## Exercise task
Could you turn the lines of all the entries below into a numbered list, skipping any blank lines and leaving out the pictures?
================================
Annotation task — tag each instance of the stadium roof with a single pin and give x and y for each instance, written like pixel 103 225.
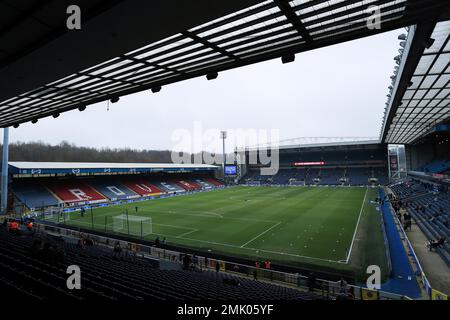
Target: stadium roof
pixel 262 31
pixel 39 168
pixel 341 144
pixel 420 97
================================
## Output
1. Annotation task — tag each instance of the stadium roof with a single pin and give x and y for each instance, written like pixel 103 225.
2. Target: stadium roof
3. pixel 262 31
4. pixel 39 168
5. pixel 341 144
6. pixel 420 97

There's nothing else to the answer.